◆ Data extracted from a collection:
_ _ _ _ _ _ _
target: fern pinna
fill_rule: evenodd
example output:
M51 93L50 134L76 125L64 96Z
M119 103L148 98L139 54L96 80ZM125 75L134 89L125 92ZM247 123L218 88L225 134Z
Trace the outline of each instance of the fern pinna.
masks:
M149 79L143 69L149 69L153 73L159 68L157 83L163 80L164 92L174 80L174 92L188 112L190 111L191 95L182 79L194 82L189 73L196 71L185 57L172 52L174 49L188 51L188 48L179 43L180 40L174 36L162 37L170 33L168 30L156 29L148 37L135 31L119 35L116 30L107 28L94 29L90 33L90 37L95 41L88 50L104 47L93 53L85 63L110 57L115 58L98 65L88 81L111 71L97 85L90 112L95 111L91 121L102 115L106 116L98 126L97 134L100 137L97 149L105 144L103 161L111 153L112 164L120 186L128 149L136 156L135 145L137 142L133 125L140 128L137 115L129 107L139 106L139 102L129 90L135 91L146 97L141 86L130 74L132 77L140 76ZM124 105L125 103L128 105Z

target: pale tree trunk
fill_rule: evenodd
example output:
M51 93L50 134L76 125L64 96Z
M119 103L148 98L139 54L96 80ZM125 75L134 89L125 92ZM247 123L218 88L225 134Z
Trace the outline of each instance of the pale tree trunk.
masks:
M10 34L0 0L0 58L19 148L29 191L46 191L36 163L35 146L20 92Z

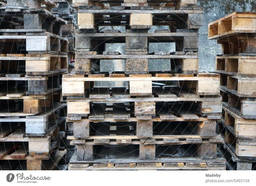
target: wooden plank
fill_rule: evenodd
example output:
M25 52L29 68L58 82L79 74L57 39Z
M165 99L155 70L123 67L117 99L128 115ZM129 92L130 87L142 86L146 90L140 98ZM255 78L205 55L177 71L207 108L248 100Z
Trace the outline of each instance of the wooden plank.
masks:
M168 108L166 109L164 108L162 108L163 109L160 111L157 112L161 120L173 120L177 117L172 113L171 109Z
M113 87L112 91L113 98L131 98L129 90L125 87Z
M8 137L12 138L23 138L26 133L25 126L18 128L14 132L10 134Z
M110 98L109 88L94 87L90 92L90 98Z
M28 147L23 146L19 148L18 150L16 150L15 152L11 154L10 157L12 158L17 159L25 158L28 156Z
M0 158L3 158L14 149L18 143L5 143L0 145Z
M103 120L106 107L106 104L105 103L94 104L92 105L89 119Z
M88 137L90 136L89 122L74 122L74 137L77 138Z
M18 127L17 123L10 123L10 124L7 124L3 126L2 126L2 125L1 125L1 130L0 132L0 138L8 135Z
M159 98L176 98L177 96L170 92L164 89L156 88L153 89L153 94Z
M193 111L187 111L184 109L180 109L178 111L178 114L184 120L197 120L198 116L196 115Z
M128 120L129 116L123 103L113 104L113 118L115 120Z

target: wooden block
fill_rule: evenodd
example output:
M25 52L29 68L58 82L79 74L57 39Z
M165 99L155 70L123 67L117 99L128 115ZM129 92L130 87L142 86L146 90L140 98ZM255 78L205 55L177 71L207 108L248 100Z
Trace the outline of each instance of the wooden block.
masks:
M93 145L78 145L76 146L77 159L82 161L93 159Z
M236 162L236 170L252 170L252 163L238 161Z
M236 144L236 154L238 156L256 157L256 145Z
M48 122L27 121L26 123L26 134L45 134L47 131Z
M130 167L129 163L116 163L116 167Z
M89 122L74 122L74 136L75 137L86 138L90 136Z
M217 144L198 144L197 148L197 154L202 159L214 159L217 158Z
M140 160L151 160L156 158L156 145L140 145Z
M36 64L36 65L35 65ZM50 71L49 60L26 60L26 72L46 72Z
M181 65L181 70L183 72L192 71L194 74L198 71L198 59L183 59L180 61L180 64Z
M156 163L156 167L162 167L162 163Z
M220 81L198 81L196 92L199 95L218 95L220 94Z
M200 111L204 113L221 113L222 103L221 101L202 101Z
M178 139L168 139L165 138L163 140L164 143L178 143L180 142L180 140Z
M75 70L76 74L90 74L91 72L91 59L76 58Z
M225 137L224 142L226 143L232 144L236 141L236 137L227 130L225 132Z
M51 49L51 42L50 36L42 35L41 37L34 38L27 36L26 39L26 50L27 51L50 51ZM45 37L44 37L45 36ZM30 38L32 38L30 39Z
M42 111L42 102L40 99L23 100L23 113L37 114Z
M130 93L131 96L151 96L152 94L151 81L131 81Z
M130 167L136 167L136 163L130 163L129 164Z
M93 140L93 143L98 144L108 144L109 143L109 139L95 139Z
M228 83L229 79L230 79L228 78ZM256 83L255 83L255 81L254 80L243 79L238 81L237 93L248 95L255 94L256 89ZM234 84L233 84L233 85Z
M231 29L244 30L256 30L256 18L239 17L237 17L232 18Z
M91 13L78 13L77 24L79 29L93 29L94 14Z
M28 81L28 91L34 93L46 92L48 89L47 81L29 80Z
M216 133L216 121L201 121L197 125L197 134L200 136L214 136Z
M75 45L76 49L83 49L85 51L90 51L92 47L90 37L83 36L77 34L76 34ZM79 52L76 51L76 53L80 53Z
M132 143L132 139L116 139L116 142L117 143Z
M65 96L84 96L85 86L84 81L62 81L62 95Z
M125 37L126 51L147 51L148 37L129 36Z
M132 13L130 15L130 26L153 24L153 16L150 13Z
M45 167L42 160L27 160L27 170L43 170Z
M51 141L28 142L28 152L30 155L49 153L51 150Z
M134 115L136 116L154 116L156 115L156 102L135 102L134 110Z
M137 121L136 136L138 137L153 136L153 122Z
M42 29L41 16L38 14L25 14L23 16L24 29Z
M148 59L126 59L126 74L145 74L148 73Z
M89 114L90 113L90 103L87 102L68 102L67 114Z

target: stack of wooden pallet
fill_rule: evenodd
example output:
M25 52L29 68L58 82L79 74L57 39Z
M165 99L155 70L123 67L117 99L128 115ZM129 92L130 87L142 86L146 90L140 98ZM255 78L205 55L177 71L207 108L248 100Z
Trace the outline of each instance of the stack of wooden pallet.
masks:
M215 66L223 101L225 141L220 151L231 170L255 168L255 12L234 12L209 25L209 39L222 46Z
M52 12L66 20L67 24L62 28L62 36L68 40L68 68L73 69L75 61L75 35L77 24L74 17L76 10L70 6L67 1L53 1L57 3L57 8L53 8Z
M25 2L25 3L24 3ZM67 21L50 0L8 0L0 8L0 169L52 170L65 158Z
M203 12L196 1L125 0L124 6L109 0L107 7L78 1L74 74L62 78L73 122L68 139L76 146L69 169L225 169L217 154L223 141L216 131L219 75L197 73ZM108 26L124 30L102 29ZM173 43L175 51L148 54L149 43L159 42ZM125 44L124 53L107 46L115 43ZM106 59L124 62L106 72ZM152 59L168 59L172 69L149 70Z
_ _ _ _ _ _ _
Give every line back word for word and leave the pictures out.

◆ Solution to this task:
target: fern pinna
fill_rule: evenodd
example output:
M51 93L50 134L76 125L64 96Z
M119 103L148 98L139 54L96 80ZM125 75L134 89L125 92ZM247 123L218 88L225 134Z
Trace the outline of each instance of the fern pinna.
masks:
M149 79L143 69L149 69L153 73L159 68L157 83L163 80L164 92L174 80L174 92L188 112L190 111L191 95L182 79L194 82L189 73L196 71L185 57L172 52L174 49L188 51L188 48L179 43L180 40L174 36L162 37L170 33L168 30L156 29L148 37L135 31L119 35L116 30L107 28L94 29L90 33L90 37L95 41L88 50L104 47L93 53L85 63L110 57L115 58L98 65L88 81L111 71L97 85L90 112L95 111L91 121L102 115L106 116L98 126L97 134L100 137L97 149L105 144L103 161L111 153L112 164L120 186L128 149L136 156L135 145L137 142L133 125L140 128L137 115L129 107L139 106L139 102L129 90L135 91L146 97L141 86L130 74L132 77L140 76ZM124 105L125 103L128 105Z

target: pale tree trunk
fill_rule: evenodd
example output:
M51 93L50 134L76 125L64 96Z
M119 103L148 98L139 54L96 80ZM125 75L134 89L125 92ZM247 123L218 88L225 134Z
Trace the outline of each instance of the pale tree trunk.
masks:
M10 34L0 0L0 58L19 148L29 191L46 191L36 163L35 146L20 92Z

target: wooden plank
fill_rule: evenodd
example output:
M25 52L29 68L58 82L79 74L57 39Z
M165 99L155 70L123 67L117 99L128 115ZM129 92L130 87L142 86L146 90L140 98ZM255 78L205 55L177 71L207 108L248 100Z
Trace the outline of each instance of the wooden plank.
masks:
M168 108L166 109L164 108L162 108L163 109L160 111L157 112L161 120L173 120L177 117L172 113L171 109Z
M113 87L112 91L113 98L131 98L129 90L125 87Z
M8 137L12 138L23 138L26 133L25 126L18 128L14 132L10 134Z
M110 98L109 88L94 87L90 92L90 98Z
M28 147L23 146L19 148L18 150L16 150L15 152L11 154L10 157L12 158L17 159L25 158L28 156Z
M0 158L3 158L14 149L18 143L5 143L0 145Z
M103 120L106 107L106 104L105 103L94 104L92 105L89 119Z
M88 137L90 136L89 122L74 122L74 137L77 138Z
M18 127L17 123L10 123L10 124L7 124L3 126L2 126L2 125L1 125L1 130L0 132L0 138L8 135Z
M159 98L176 98L177 96L170 92L164 89L156 88L153 89L153 94Z
M193 111L187 111L184 109L180 109L178 111L178 114L184 120L197 120L198 116L196 115Z
M128 120L129 116L123 103L113 104L113 118L115 120Z

target: wooden block
fill_rule: evenodd
example output:
M25 52L29 68L58 82L79 74L57 39Z
M165 99L155 70L123 67L117 99L128 115ZM129 92L130 87L142 86L146 90L140 98ZM255 78L205 55L177 71L207 108L248 100Z
Trace the outline of each instance of the wooden block.
masks:
M93 145L78 145L76 146L77 159L82 161L93 159Z
M236 162L236 170L252 170L252 163L238 161Z
M236 144L236 154L238 156L256 157L256 145Z
M48 122L27 121L26 123L26 134L45 134L47 131Z
M130 167L129 163L116 163L116 167Z
M89 122L74 122L74 136L75 137L86 138L90 136Z
M217 144L198 144L197 148L197 154L202 159L214 159L217 158Z
M140 160L151 160L156 158L156 145L140 145Z
M36 64L36 65L35 65ZM50 71L49 60L26 60L26 72L46 72Z
M181 65L181 70L183 72L192 71L194 74L198 71L198 59L183 59L180 61L180 64Z
M156 163L156 167L162 167L162 163Z
M220 81L198 81L196 92L199 95L218 95L220 94Z
M200 111L204 113L221 113L222 103L221 101L202 101Z
M178 139L168 139L165 138L163 140L164 143L178 143L180 142L180 140Z
M75 70L76 74L90 74L91 72L91 59L76 58Z
M225 137L224 142L226 143L232 144L236 141L236 137L227 130L225 132Z
M51 49L51 42L50 36L42 35L41 37L34 38L27 36L26 39L26 50L27 51L50 51ZM45 37L44 37L45 36ZM30 38L32 38L30 39Z
M42 111L42 102L40 99L23 100L23 113L37 114Z
M130 93L131 96L151 96L152 94L151 81L131 81Z
M130 167L136 167L136 163L130 163L129 164Z
M93 140L93 143L98 144L108 144L109 143L109 139L95 139Z
M228 83L229 79L230 79L228 78ZM256 83L255 83L255 81L254 80L243 79L238 81L237 93L248 95L255 94L256 89ZM234 84L233 84L233 85Z
M231 29L244 30L256 30L256 18L239 17L237 17L232 18Z
M91 13L78 13L77 24L79 29L93 29L94 14Z
M28 81L28 91L34 93L46 92L48 89L47 81L29 80Z
M216 133L216 121L201 121L197 125L197 134L200 136L214 136Z
M75 45L76 49L83 49L85 51L90 51L92 47L90 37L83 36L77 34L76 34ZM79 52L76 51L76 53L80 53Z
M132 143L132 139L116 139L116 142L117 143Z
M65 96L84 96L85 86L84 81L62 81L62 95Z
M125 37L126 51L147 51L148 37L129 36Z
M132 13L130 15L130 26L153 24L153 16L150 13Z
M45 167L42 160L27 160L27 170L43 170Z
M51 141L28 142L28 152L30 155L49 153L51 150Z
M134 115L136 116L154 116L156 115L156 102L135 102L134 110Z
M137 121L136 136L138 137L153 136L153 122Z
M42 29L41 16L38 14L25 14L23 16L24 29Z
M148 59L126 59L126 74L145 74L148 73Z
M89 114L90 113L90 103L87 102L68 102L67 114Z

target: stack of wooden pallet
fill_rule: evenodd
example output:
M25 52L29 68L58 82L79 74L57 39Z
M165 99L155 70L123 67L117 99L128 115ZM129 92L130 87L142 86L146 90L140 98ZM255 78L205 55L177 71L207 108L248 100Z
Trace the outline of each instance of the stack of wooden pallet.
masks:
M215 66L223 101L225 141L220 151L231 170L255 168L255 12L234 12L209 25L209 39L222 46Z
M52 12L66 20L67 24L62 28L62 36L68 40L68 68L73 69L75 61L75 35L77 24L74 17L76 10L70 6L67 1L53 1L57 3L57 8L53 8Z
M25 2L25 3L24 3ZM67 21L50 0L8 0L0 8L0 169L52 170L65 158Z
M203 12L196 1L125 0L124 6L109 0L107 7L78 1L74 74L62 78L73 122L68 139L76 146L69 169L225 169L217 154L223 141L216 131L219 75L197 73ZM108 26L124 30L102 29ZM173 43L175 51L148 54L149 43L159 42ZM125 44L124 53L107 46L115 43ZM106 59L124 62L106 72ZM152 59L168 59L172 69L149 70Z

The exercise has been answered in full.